*Selected text*:
== Segment start ==
Home»Himalayan Salt»How Is Refined Salt Different?
How Is Refined Or Processed Salt Different?
Unfortunately, to the detriment of our health, much of the apparently 'natural' salt we see on the shelves nowadays is actually refined salt.
The oceans are being used as dumping grounds for harmful, toxic poisons like mercury, PCBs, dioxin, raw sewage and numerous other industrial and commercial wastes. Reports of oil spills polluting the sea are becoming more frequent. With some 89% of all sea salt producers now refining their salt, today's sea salt simply isn't as healthy as it used to be.
The sea salt you once thought was pure and natural may well have been considerably adulterated by processes including;
1. Mechanical harvesting from dirt or concrete components and piped through metallic pipes.
2. Exposure to very high temperatures, which cracks the crystalline structure.
3. Refined so much it loses many of its essential minerals.
4. Adulterated by chemical additives used to make it flow freely, bleached to a white colour, and iodized to unnaturally high levels.
Your table salt is actually 97.5% sodium chloride and 2.5% other chemicals such as moisture absorbents, iodine, fluoride and a cocktail of other poisonous
substances.
Refined table salt is an unnatural, isolated substance and it can cause many illnesses.
Healthy, vital life is not possible without a proper balance of minerals and trace elements. Unfortunately, our common table salt contains only a meagre 2 elements (sodium and chloride) from the original 84 elements found in crystal salt. It lacks many crucial, life supporting nutrients that our bodies require for proper functioning. When crystal salt is refined, it is heated to 1200 degrees Fahrenheit! This heat processing kills the salt; removing 82 of the 84 elements found within its structure (reducing it to sodium chloride). The intent is not purification, but extraction of elements to sell separately for greater profit.
== Segment end ==
*Work instructions*:
1. According to the text on refined salt, what share of sea salt producers now refine their salt?
2. Repeat the portion of the text on refined salt starting at "2. Exposure to" and ending at "substances.".
Rely only on the text on refined salt.

*Material shown*:
== Segment start ==
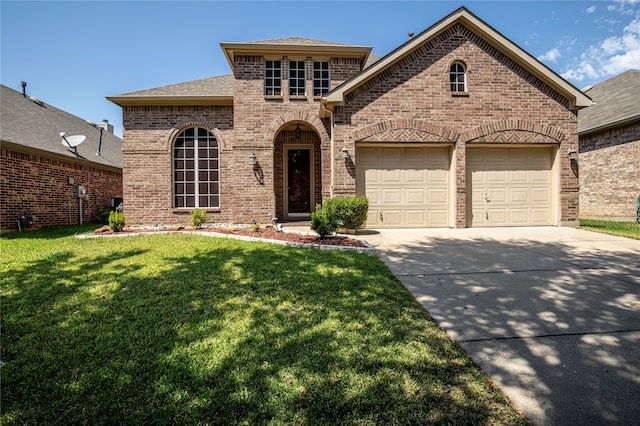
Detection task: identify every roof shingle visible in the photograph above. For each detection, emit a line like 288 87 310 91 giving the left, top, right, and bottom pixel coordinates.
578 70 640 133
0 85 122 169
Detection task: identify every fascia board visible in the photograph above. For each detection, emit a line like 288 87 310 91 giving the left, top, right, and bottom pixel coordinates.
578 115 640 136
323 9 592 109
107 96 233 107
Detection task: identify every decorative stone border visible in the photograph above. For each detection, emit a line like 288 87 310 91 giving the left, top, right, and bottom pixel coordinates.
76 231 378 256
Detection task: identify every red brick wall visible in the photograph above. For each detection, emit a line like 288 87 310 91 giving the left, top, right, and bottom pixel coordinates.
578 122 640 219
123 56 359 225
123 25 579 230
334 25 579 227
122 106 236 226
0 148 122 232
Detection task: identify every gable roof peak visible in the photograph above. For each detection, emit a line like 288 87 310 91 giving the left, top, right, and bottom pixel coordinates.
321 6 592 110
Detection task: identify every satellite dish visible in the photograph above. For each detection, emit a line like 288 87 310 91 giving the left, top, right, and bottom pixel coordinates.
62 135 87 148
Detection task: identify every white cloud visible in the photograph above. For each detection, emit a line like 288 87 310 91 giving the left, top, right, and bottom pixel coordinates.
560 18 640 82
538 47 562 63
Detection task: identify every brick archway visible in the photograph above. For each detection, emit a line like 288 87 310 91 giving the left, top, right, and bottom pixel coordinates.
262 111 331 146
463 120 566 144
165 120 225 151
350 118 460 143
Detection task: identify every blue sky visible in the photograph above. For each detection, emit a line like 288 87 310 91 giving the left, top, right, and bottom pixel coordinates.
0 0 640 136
== Segment end ==
== Segment start ==
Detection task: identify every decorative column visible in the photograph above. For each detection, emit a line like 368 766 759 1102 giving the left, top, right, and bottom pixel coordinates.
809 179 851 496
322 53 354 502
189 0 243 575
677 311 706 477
== Segment end ==
== Segment start ==
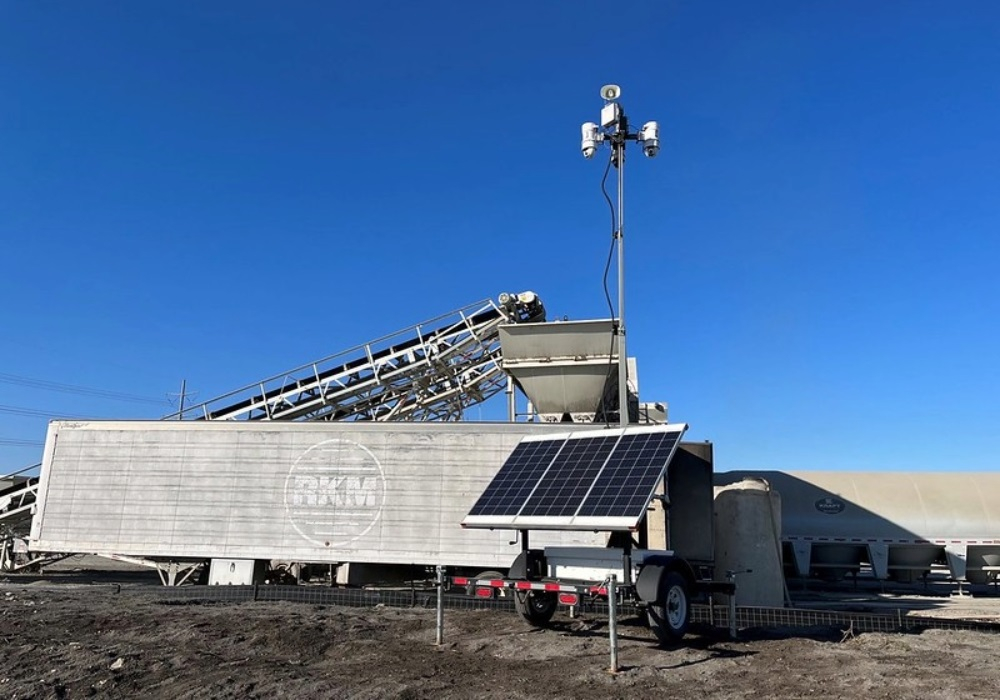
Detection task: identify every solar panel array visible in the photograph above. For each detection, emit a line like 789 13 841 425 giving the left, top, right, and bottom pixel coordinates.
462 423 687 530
== Segment end ==
*Results by task*:
1. Some 89%.

2.
2. Exposure to very high temperatures, which cracks the crystalline structure.
3. Refined so much it loses many of its essential minerals.
4. Adulterated by chemical additives used to make it flow freely, bleached to a white colour, and iodized to unnaturally high levels.
Your table salt is actually 97.5% sodium chloride and 2.5% other chemicals such as moisture absorbents, iodine, fluoride and a cocktail of other poisonous
substances.